Depuis plus de 20 ans, l’apprentissage de la musique à Mayotte repose sur les épaules de l’association Musique À Mayotte, l’unique école de musique de l’île. Retour sur son histoire, ses actions et ses perspectives d’avenir sur une île radicalement différente d’il y a vingt ans, et qui verra apparaître encore plus de changements sur les dix prochaines années.

En juin 2018, l’école Musique à Mayotte a fêté ses 20 ans. Quelques jours plus tard, elle recevait l’agrément du Ministère de la Culture. Une reconnaissance méritée pour l’association qui œuvre sans relâche pour le développement et la démocratisation des enseignements artistiques et musicaux, et qui témoigne de tout le chemin parcouru depuis ses débuts.

Aux origines

En 1998, Cécile Bruckert, l’actuelle directrice de l’école, ne se doutait sans doute pas de l’aventure qui l’attendait après déjà neuf années passées sur cette petite île paradisiaque de l’océan Indien… Avec trois autres familles de « mzungus » (terme utilisé en shimaoré, la principale langue parlée à Mayotte, pour qualifier les blanc·he·s, métropolitain·e·s expatrié·e·s notamment), ils s’aperçoivent que la passion pour la musique est grande, avec une forte identité culturelle, mais qu’il n’existe pas encore de structure d’apprentissage telle que nous l’entendons en métropole. Ici, la transmission est orale, intergénérationnelle et très vivante. Ils décident alors de créer une association permettant à la fois un apprentissage « classique » et respectueux des traditions de l’île.

On peut s’interroger sur le fait que la directrice de l’unique école de musique de Mayotte soit une blanche expatriée et que l’école a été fondée autour de familles. Selon la concernée contactée par notre équipe, « l’implantation de l’école a été bien perçue« . L’arrivée de l’enseignement musique (toutes les options artistiques également : musique, théâtre, etc..) en milieu scolaire a joué en sa faveur pour démocratiser la pratique : tolérer des musiques qui sortent un peu plus du cadre traditionnel et religieux, jouer sur scène et devant un public pour des filles, etc : « depuis 5/6 ans il y a vraiment une différence. Aujourd’hui l’école s’appuie sur beaucoup de salariés, partenaires, intervenants d’origine mahoraise, et semble ancrée sur le territoire. »

Dès sa création, l’association a également la bonne idée de s’affilier à la Confédération Musicale de France (CMF), permettant ainsi rapidement la structuration de son réseau, de ses formations (avec des examens organisés selon les programmes de la CMF), ou encore la professionnalisation des encadrant·e·s. La première école de musique est créée à Mayotte au cœur de Mamoudzou, la capitale de l’île.

Consignes écrites ::
**1.** D'après l'extrait, à quel organisme l'association s'est-elle affiliée dès sa création ?
**2.** Mettez à jour les entrées en remplaçant « railway track » par « railroad track ». Partez de la ligne qui contient « point: green netting » et allez jusqu'à la fin des entrées, puis redonnez uniquement ces lignes, sans autre modification.
L'extrait et les entrées n'ont aucun lien entre eux.

Entrées d'un jeu de données

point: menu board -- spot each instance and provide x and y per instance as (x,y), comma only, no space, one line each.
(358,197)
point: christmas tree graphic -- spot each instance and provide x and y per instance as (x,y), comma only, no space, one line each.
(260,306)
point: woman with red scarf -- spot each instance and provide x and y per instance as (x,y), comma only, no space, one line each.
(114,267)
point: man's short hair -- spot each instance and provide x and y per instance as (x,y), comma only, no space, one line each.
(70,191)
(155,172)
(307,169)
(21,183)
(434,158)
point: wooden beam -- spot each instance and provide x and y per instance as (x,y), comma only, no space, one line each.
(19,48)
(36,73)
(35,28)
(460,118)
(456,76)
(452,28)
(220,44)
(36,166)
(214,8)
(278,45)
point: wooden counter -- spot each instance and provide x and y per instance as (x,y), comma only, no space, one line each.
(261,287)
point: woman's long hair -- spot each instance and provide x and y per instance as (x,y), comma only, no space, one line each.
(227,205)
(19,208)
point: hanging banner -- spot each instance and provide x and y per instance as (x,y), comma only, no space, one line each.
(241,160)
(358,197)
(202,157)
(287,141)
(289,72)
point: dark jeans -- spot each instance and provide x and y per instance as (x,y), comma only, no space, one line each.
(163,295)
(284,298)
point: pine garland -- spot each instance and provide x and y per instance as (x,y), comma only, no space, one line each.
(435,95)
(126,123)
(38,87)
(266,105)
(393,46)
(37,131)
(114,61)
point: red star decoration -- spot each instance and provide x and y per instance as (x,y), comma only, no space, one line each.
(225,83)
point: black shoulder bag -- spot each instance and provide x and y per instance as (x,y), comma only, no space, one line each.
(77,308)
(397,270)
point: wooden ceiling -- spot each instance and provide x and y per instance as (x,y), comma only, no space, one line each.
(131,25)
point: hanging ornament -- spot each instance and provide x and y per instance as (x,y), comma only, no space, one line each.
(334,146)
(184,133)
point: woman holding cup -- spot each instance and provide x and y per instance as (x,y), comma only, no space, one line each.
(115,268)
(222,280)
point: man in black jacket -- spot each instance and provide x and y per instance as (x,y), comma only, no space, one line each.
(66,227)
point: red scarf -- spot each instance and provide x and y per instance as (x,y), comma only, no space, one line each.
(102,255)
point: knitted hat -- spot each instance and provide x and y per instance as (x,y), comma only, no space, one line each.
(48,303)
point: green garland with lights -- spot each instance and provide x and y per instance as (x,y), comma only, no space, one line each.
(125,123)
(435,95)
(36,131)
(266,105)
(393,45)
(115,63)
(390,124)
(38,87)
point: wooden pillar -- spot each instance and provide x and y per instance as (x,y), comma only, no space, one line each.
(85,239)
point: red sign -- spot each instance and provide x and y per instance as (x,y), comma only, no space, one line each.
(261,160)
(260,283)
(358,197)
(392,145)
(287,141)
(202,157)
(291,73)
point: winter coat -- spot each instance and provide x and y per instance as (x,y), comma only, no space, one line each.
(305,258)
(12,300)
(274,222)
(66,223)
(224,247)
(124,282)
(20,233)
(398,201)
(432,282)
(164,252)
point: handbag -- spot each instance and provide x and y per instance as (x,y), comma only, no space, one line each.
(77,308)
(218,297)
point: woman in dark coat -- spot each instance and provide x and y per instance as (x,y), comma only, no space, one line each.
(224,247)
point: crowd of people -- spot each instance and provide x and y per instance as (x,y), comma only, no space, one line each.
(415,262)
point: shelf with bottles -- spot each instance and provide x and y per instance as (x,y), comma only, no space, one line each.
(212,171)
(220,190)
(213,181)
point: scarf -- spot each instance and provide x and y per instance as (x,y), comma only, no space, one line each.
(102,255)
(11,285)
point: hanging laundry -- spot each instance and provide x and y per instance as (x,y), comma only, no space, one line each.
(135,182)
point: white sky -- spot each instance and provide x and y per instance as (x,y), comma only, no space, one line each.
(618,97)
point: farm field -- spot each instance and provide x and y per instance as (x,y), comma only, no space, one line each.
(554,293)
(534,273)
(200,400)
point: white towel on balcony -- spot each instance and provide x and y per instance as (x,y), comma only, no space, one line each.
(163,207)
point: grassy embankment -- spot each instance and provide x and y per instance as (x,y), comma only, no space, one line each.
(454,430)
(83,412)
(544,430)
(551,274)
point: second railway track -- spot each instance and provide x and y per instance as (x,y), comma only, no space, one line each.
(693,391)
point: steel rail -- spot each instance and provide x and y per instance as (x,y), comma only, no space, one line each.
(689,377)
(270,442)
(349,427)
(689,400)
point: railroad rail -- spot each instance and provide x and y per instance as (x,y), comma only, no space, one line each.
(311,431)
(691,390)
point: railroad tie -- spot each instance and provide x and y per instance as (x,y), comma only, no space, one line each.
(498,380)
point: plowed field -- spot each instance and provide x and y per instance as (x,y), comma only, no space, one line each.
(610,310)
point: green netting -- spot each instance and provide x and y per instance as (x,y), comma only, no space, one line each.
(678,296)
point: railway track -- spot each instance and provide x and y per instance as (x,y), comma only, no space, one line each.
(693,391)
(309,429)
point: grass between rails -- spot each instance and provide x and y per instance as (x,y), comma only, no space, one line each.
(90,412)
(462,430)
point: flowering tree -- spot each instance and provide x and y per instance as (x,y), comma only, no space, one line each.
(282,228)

Résultats dans l'ordre ::
**1.** À la Confédération Musicale de France (CMF).

**2.**
point: green netting -- spot each instance and provide x and y per instance as (x,y), comma only, no space, one line each.
(678,296)
point: railroad track -- spot each instance and provide x and y per instance as (x,y), comma only, no space, one line each.
(693,391)
(309,429)
point: grass between rails -- spot each instance and provide x and y per instance as (x,y), comma only, no space, one line each.
(90,412)
(462,430)
point: flowering tree -- spot each instance and provide x and y per instance as (x,y), comma only, no space, one line each.
(282,228)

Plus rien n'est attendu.